## Data records
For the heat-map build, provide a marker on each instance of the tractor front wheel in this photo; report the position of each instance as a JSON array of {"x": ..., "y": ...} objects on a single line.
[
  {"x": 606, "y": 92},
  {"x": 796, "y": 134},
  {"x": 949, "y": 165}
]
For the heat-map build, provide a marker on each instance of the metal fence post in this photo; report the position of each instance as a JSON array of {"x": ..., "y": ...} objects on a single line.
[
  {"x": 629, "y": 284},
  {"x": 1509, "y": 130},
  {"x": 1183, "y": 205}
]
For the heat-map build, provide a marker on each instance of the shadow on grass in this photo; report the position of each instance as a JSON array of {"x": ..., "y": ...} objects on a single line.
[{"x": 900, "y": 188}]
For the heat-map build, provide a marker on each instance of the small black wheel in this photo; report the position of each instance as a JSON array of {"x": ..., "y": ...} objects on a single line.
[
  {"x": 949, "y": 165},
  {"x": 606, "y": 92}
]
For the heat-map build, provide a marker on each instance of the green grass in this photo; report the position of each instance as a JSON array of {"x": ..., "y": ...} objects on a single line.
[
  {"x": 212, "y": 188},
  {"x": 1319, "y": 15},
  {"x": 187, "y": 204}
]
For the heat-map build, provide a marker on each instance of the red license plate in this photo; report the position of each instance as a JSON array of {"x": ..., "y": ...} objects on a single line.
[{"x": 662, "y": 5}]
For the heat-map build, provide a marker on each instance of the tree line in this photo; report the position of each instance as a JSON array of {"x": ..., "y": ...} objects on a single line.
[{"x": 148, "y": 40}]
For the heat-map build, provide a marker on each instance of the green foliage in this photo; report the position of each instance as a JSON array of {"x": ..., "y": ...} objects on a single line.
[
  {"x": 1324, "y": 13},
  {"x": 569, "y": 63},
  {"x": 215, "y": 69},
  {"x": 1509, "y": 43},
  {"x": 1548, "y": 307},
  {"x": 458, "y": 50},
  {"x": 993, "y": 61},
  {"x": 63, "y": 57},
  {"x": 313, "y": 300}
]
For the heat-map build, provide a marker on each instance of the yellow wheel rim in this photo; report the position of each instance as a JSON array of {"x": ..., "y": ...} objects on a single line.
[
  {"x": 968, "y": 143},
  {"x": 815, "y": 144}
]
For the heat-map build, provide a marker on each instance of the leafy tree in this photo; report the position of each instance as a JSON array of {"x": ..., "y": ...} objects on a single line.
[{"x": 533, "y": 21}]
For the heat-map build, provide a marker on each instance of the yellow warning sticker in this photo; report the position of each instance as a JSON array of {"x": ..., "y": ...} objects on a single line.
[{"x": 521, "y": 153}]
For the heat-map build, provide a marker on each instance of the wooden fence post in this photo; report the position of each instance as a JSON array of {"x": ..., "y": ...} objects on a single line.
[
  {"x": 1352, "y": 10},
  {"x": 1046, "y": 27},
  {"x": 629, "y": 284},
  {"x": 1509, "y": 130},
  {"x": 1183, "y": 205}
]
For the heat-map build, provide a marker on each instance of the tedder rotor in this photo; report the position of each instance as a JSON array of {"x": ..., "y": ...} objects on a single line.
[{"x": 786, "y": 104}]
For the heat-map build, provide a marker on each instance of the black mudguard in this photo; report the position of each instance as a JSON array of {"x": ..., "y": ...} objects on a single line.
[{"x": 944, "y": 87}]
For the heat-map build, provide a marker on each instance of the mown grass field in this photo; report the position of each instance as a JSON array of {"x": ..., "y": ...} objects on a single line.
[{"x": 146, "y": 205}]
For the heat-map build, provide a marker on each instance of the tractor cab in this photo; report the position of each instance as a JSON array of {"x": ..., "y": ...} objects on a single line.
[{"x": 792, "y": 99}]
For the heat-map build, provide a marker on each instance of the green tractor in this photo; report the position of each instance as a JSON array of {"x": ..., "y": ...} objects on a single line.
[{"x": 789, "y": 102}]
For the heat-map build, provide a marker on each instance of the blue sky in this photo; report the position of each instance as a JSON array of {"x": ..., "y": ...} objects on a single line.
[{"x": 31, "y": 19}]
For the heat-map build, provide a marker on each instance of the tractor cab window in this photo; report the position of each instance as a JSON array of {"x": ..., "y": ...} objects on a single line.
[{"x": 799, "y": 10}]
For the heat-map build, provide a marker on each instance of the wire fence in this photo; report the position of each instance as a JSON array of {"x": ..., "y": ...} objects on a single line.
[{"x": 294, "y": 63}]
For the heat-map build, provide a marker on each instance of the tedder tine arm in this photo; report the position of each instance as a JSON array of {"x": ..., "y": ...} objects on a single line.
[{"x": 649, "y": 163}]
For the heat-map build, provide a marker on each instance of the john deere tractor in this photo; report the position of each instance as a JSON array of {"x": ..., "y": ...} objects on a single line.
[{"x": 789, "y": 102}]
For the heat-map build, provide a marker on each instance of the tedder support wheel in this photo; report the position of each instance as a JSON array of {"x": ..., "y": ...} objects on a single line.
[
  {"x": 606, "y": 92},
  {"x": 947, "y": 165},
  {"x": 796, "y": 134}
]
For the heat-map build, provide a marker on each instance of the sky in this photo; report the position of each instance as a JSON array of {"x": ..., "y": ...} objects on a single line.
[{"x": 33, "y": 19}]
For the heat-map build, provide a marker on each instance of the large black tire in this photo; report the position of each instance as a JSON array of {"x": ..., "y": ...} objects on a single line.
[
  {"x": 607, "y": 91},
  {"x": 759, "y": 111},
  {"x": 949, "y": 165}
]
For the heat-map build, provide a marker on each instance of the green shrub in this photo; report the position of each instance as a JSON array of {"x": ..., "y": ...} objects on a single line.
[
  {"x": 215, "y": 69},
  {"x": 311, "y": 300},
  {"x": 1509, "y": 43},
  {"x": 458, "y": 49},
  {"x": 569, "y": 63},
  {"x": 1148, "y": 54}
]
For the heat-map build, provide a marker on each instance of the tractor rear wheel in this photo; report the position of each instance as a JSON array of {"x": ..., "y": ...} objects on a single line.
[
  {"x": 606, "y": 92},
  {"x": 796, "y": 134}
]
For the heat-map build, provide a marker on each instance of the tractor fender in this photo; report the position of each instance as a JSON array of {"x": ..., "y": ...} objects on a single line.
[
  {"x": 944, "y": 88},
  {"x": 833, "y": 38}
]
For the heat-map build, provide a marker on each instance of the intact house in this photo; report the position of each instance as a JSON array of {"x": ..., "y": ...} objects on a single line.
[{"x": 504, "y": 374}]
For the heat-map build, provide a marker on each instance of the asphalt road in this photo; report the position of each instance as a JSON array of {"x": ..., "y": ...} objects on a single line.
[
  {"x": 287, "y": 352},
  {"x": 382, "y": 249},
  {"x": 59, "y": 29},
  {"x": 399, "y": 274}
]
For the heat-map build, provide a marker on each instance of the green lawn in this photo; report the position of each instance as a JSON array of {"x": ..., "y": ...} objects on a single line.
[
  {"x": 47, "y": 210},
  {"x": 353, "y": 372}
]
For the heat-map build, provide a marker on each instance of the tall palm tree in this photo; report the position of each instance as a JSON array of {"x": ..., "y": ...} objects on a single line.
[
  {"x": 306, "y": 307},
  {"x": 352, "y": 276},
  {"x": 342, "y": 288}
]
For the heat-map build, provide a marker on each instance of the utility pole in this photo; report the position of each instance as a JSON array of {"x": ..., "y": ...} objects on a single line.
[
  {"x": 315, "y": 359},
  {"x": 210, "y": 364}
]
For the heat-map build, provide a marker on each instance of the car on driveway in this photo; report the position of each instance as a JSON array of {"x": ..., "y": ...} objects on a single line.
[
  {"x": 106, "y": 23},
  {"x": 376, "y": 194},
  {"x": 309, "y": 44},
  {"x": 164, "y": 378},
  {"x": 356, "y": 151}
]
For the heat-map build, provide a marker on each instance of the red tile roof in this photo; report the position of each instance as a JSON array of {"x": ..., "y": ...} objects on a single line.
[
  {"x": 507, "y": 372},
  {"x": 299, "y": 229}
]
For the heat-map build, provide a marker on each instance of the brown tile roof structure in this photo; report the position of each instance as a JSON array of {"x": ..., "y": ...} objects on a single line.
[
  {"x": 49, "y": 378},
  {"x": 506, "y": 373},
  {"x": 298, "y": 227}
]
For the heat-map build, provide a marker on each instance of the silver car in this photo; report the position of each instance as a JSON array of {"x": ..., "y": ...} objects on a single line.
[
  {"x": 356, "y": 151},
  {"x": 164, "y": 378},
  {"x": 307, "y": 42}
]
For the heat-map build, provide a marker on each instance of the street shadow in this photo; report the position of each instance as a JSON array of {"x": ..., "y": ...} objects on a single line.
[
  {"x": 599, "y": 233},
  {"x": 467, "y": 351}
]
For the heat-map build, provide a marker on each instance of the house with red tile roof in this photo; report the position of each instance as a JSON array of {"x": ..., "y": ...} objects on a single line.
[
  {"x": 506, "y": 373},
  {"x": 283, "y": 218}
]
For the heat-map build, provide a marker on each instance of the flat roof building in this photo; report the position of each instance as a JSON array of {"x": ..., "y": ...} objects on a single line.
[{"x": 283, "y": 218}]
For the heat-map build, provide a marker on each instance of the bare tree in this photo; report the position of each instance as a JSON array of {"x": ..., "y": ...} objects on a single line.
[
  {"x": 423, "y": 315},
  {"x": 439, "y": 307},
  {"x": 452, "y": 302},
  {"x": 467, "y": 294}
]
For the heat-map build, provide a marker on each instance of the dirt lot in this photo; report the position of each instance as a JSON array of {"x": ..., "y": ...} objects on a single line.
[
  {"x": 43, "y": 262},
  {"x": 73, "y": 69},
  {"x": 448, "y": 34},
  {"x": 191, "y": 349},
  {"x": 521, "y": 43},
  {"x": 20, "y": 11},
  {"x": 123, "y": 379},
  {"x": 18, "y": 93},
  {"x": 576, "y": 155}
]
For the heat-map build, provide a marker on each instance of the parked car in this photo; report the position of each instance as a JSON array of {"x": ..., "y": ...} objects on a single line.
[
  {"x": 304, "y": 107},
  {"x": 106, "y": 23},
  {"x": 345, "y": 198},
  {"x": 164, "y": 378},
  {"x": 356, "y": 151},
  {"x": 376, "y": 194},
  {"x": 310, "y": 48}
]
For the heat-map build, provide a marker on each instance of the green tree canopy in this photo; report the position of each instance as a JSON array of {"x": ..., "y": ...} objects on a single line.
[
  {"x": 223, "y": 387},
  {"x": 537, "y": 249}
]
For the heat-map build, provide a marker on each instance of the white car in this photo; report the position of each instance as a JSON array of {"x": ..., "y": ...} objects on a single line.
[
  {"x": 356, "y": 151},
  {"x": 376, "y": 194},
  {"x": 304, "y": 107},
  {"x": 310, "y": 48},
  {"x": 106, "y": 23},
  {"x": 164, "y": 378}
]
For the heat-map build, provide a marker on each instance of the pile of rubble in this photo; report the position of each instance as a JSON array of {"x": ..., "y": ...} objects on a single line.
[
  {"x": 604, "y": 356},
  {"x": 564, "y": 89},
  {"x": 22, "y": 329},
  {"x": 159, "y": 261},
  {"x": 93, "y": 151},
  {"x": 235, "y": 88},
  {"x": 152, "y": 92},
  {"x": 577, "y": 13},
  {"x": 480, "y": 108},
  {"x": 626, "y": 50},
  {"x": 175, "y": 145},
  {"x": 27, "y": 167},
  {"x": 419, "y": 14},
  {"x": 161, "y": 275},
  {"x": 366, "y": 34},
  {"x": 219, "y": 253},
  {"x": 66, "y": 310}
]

## Task description
Take the line that contains "of the white" and each line after it down to the last of the records, and retype them exactly; add nothing else.

## Written solution
For the heat-map build, provide a marker on each instance of the white car in this photo; report the position of each instance as a JSON array of {"x": ..., "y": ...} objects on a single line.
[
  {"x": 356, "y": 151},
  {"x": 376, "y": 194},
  {"x": 304, "y": 107},
  {"x": 310, "y": 48},
  {"x": 106, "y": 23},
  {"x": 164, "y": 378}
]
For the heat-map build, provide a marker on each instance of the pile of rubble in this photo; report the position of each instance as a JSON array of {"x": ..., "y": ...} objects on a single line.
[
  {"x": 604, "y": 356},
  {"x": 564, "y": 89},
  {"x": 22, "y": 329},
  {"x": 159, "y": 261},
  {"x": 93, "y": 151},
  {"x": 235, "y": 88},
  {"x": 152, "y": 92},
  {"x": 577, "y": 13},
  {"x": 480, "y": 108},
  {"x": 626, "y": 50},
  {"x": 175, "y": 145},
  {"x": 27, "y": 167},
  {"x": 419, "y": 14},
  {"x": 161, "y": 275},
  {"x": 366, "y": 34},
  {"x": 219, "y": 253},
  {"x": 66, "y": 310}
]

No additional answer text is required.